Source data:
• • • • •

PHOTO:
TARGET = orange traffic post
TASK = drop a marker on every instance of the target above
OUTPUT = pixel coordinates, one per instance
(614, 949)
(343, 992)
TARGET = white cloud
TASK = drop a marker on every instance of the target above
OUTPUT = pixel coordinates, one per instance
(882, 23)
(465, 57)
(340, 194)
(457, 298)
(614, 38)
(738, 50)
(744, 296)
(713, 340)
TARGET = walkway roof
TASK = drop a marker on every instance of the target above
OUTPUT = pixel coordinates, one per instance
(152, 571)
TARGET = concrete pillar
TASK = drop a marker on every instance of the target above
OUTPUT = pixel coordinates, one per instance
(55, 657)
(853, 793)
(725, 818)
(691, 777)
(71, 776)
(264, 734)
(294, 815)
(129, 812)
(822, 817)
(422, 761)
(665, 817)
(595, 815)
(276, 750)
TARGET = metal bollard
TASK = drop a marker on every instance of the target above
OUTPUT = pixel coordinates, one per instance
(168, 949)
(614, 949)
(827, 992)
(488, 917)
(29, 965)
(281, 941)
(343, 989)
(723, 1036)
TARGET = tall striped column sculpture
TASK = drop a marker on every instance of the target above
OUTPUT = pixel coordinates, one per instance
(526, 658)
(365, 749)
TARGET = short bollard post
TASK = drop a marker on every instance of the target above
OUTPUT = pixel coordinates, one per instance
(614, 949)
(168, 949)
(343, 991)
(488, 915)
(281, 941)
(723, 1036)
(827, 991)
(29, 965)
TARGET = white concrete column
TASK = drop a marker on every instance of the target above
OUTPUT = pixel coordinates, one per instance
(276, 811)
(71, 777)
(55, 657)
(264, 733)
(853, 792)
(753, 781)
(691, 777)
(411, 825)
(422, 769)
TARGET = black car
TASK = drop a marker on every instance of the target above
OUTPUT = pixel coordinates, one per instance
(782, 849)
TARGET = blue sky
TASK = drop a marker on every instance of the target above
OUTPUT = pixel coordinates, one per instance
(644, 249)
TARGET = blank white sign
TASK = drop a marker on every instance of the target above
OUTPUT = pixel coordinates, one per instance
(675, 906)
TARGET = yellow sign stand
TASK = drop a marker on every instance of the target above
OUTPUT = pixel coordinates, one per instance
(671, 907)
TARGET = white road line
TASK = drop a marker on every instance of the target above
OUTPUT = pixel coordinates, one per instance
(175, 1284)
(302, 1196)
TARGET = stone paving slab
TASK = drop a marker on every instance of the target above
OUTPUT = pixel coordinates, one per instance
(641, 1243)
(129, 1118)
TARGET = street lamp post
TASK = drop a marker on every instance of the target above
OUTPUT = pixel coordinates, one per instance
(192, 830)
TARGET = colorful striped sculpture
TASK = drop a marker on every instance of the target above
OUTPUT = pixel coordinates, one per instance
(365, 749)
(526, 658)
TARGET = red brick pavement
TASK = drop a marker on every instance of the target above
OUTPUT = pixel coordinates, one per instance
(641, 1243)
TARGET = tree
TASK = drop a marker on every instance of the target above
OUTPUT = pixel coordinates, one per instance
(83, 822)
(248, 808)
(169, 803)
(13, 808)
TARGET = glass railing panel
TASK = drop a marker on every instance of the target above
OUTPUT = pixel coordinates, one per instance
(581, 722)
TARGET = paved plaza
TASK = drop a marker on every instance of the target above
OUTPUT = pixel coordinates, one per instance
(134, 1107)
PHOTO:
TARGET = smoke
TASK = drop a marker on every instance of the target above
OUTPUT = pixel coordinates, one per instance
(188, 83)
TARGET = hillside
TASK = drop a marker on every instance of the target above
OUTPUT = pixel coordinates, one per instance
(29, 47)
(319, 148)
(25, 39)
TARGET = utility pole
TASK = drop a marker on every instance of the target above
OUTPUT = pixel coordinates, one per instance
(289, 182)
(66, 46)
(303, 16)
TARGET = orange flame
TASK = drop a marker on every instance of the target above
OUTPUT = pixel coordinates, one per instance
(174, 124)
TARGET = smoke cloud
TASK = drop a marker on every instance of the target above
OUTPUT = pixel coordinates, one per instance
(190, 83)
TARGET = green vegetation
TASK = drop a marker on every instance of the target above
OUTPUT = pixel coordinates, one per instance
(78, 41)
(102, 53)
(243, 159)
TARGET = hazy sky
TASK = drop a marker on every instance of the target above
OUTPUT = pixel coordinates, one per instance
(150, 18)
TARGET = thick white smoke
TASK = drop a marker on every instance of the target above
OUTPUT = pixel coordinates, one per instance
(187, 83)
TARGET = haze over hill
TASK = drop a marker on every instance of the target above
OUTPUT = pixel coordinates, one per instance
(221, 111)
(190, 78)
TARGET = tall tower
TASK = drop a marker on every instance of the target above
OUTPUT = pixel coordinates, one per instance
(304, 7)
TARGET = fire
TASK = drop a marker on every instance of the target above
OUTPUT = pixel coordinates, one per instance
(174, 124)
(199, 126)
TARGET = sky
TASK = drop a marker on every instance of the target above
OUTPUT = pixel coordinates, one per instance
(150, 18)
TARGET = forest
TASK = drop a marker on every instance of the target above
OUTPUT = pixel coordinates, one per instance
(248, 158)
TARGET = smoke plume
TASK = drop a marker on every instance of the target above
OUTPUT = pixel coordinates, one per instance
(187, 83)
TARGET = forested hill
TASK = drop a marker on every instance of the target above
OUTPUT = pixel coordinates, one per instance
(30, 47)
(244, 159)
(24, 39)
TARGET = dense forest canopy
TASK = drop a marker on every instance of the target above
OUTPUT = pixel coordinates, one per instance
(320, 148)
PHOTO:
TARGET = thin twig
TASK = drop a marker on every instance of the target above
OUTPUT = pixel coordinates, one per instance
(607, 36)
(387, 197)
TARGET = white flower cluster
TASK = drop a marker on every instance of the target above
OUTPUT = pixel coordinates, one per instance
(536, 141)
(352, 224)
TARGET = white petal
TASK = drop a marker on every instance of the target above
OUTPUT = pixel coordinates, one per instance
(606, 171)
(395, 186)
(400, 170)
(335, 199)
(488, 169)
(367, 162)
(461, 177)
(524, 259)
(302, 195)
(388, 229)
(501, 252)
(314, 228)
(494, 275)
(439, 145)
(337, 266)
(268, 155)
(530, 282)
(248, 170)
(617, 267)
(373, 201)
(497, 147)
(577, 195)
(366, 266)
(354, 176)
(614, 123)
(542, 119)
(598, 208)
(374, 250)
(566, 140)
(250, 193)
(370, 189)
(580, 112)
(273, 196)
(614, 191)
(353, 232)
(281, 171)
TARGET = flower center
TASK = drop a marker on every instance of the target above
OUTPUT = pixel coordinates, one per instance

• • • • •

Exercise: Output all of the data exactly as given.

Exercise solution:
PHOTO:
TARGET = orange traffic post
TASK = drop a marker on every instance of the target above
OUTPUT = pixel coordinates, one per instance
(614, 949)
(343, 992)
TARGET = white cloud
TASK = drop a marker on every instance of the target above
OUTPUT = pixel coordinates, one per instance
(882, 23)
(465, 57)
(340, 194)
(457, 298)
(614, 38)
(738, 50)
(744, 296)
(713, 340)
TARGET = walkway roof
TASK = drop a marker on every instance of the target above
OUTPUT = pixel coordinates, one per instance
(152, 571)
TARGET = concrete pillar
TASK = drop a marker on every instance of the target above
OUTPUT = pixel coordinates, one per instance
(55, 657)
(853, 793)
(725, 818)
(691, 777)
(71, 776)
(264, 734)
(294, 815)
(129, 812)
(822, 817)
(422, 761)
(665, 817)
(595, 815)
(276, 750)
TARGET = metal bollard
TASK = drop a marker on every instance of the target above
OUTPUT = pixel coordinates, one per instance
(168, 949)
(614, 949)
(827, 992)
(488, 917)
(29, 965)
(281, 941)
(343, 989)
(723, 1036)
TARGET = tall striped column sculpture
TASK = drop a marker on every instance of the target above
OUTPUT = pixel coordinates, one per instance
(526, 658)
(365, 749)
TARGET = short bollard post
TASK = drop a marker on every instance of the target above
OUTPUT = pixel coordinates, one per instance
(614, 949)
(168, 949)
(343, 991)
(488, 915)
(281, 941)
(723, 1036)
(827, 991)
(29, 965)
TARGET = white concrete column
TASK = drop a marker on every instance of the target above
OUTPUT = pixel coordinates, one per instance
(276, 811)
(71, 777)
(55, 657)
(264, 733)
(853, 792)
(753, 781)
(691, 777)
(411, 825)
(422, 769)
TARGET = black car
TASK = drop a marker on every instance of the target above
OUTPUT = pixel coordinates, one per instance
(782, 849)
TARGET = blue sky
TASK = drop a marker on every instance of the target above
OUTPUT = pixel coordinates, one per instance
(644, 249)
TARGET = blank white sign
TASK = drop a marker on every instance of the target above
OUTPUT = pixel coordinates, one per instance
(675, 906)
TARGET = yellow sign stand
TASK = drop a marker on every instance of the target above
OUTPUT = pixel coordinates, one per instance
(671, 907)
TARGET = white road line
TASK = drop a marker on every instance of the target above
OUTPUT = pixel coordinates, one per instance
(175, 1284)
(302, 1196)
TARGET = stone paving slab
TASK = drop a marker on every instance of the target above
OUTPUT = pixel coordinates, one per instance
(641, 1243)
(129, 1118)
TARGET = street lamp post
TASK = drop a marker on every instance of the target above
OUTPUT = pixel coordinates, one per instance
(192, 830)
TARGET = colorful striped sculpture
TASK = drop a marker on every instance of the target above
OUTPUT = pixel coordinates, one per instance
(365, 749)
(526, 658)
TARGET = red brick pavement
TASK = drop a marker on every instance of the target above
OUTPUT = pixel coordinates, one per instance
(641, 1243)
TARGET = tree
TASK = drop a marker on every instance of the target above
OUTPUT = pixel coordinates, one per instance
(83, 822)
(248, 808)
(169, 803)
(13, 808)
TARGET = glass railing panel
TASK = drop a marker on every instance of the target above
OUTPUT = pixel coordinates, one per instance
(581, 722)
TARGET = paved plaza
TASK = drop a marker on every instance of the target above
OUTPUT = pixel coordinates, one per instance
(134, 1107)
PHOTO:
TARGET = smoke
TASK = drop a marker on every instance of the target above
OUTPUT = pixel coordinates, one per instance
(188, 83)
TARGET = hillside
TASK = drop a marker on every instance of the target above
OUTPUT = pixel coordinates, one per instance
(29, 47)
(319, 148)
(25, 39)
TARGET = utility pole
TASK = drop a marker on every instance of the target above
OUTPUT = pixel coordinates, one per instance
(289, 182)
(66, 46)
(303, 16)
TARGET = orange flame
TASK = drop a marker on every instance of the target above
OUTPUT = pixel coordinates, one per instance
(174, 124)
TARGET = smoke cloud
TASK = drop a marker on every instance of the target above
OUTPUT = pixel coordinates, one per instance
(190, 83)
TARGET = green vegetation
TASK = drop a marker on every instance of the target above
OUTPUT = pixel coordinates, one per instance
(78, 41)
(102, 53)
(243, 159)
TARGET = hazy sky
TASK = drop a marker on every instance of the target above
OUTPUT = pixel coordinates, one per instance
(150, 18)
TARGET = thick white smoke
TASK = drop a marker on every instance of the target above
OUTPUT = pixel coordinates, one per instance
(187, 83)
TARGET = haze over hill
TASK = drop a marker on every instance of the target above
OUTPUT = pixel coordinates, one per instance
(221, 111)
(190, 78)
TARGET = tall tower
TASK = drop a marker on every instance of the target above
OUTPUT = pixel coordinates, one per instance
(304, 7)
TARGET = fire
TASK = drop a marker on every instance of the target above
OUTPUT = pixel coordinates, one per instance
(174, 124)
(199, 126)
TARGET = sky
TASK = drop a marker on every instance of the target above
OUTPUT = pixel coordinates, one per instance
(150, 18)
TARGET = forest
TASK = drop a marker on every instance of the target above
OUTPUT = pixel coordinates, one per instance
(248, 158)
TARGET = smoke plume
TASK = drop a marker on every instance of the target above
OUTPUT = pixel coordinates, one per instance
(187, 83)
TARGET = forested hill
TASK = drop a marker on every instance of the target above
OUTPUT = pixel coordinates, one per instance
(30, 47)
(244, 159)
(24, 39)
TARGET = dense forest canopy
TASK = drop a marker on every instance of the target above
OUTPUT = pixel coordinates, one per instance
(320, 148)
PHOTO:
TARGET = thin twig
TASK = drop a marker on every instance of the target above
OUTPUT = pixel coordinates, one per instance
(607, 36)
(387, 197)
TARGET = white flower cluster
TASK = drop a marker on every instance of the target above
OUTPUT = pixel coordinates, one per instance
(536, 141)
(352, 224)
TARGET = white petal
TASK = drop a marker on every instance of the target above
OUTPUT = pixel coordinates, one per instance
(606, 171)
(395, 186)
(400, 170)
(335, 199)
(488, 169)
(367, 162)
(461, 177)
(524, 259)
(302, 195)
(388, 229)
(501, 252)
(314, 228)
(494, 275)
(439, 145)
(337, 266)
(268, 155)
(530, 282)
(248, 170)
(617, 267)
(373, 201)
(497, 147)
(577, 195)
(366, 266)
(354, 176)
(614, 123)
(542, 119)
(598, 208)
(374, 250)
(566, 140)
(250, 193)
(370, 189)
(580, 112)
(273, 196)
(614, 191)
(353, 232)
(281, 171)
TARGET = flower center
TASK = drop a marker on every instance of the target above
OUTPUT = pixel coordinates, one per instance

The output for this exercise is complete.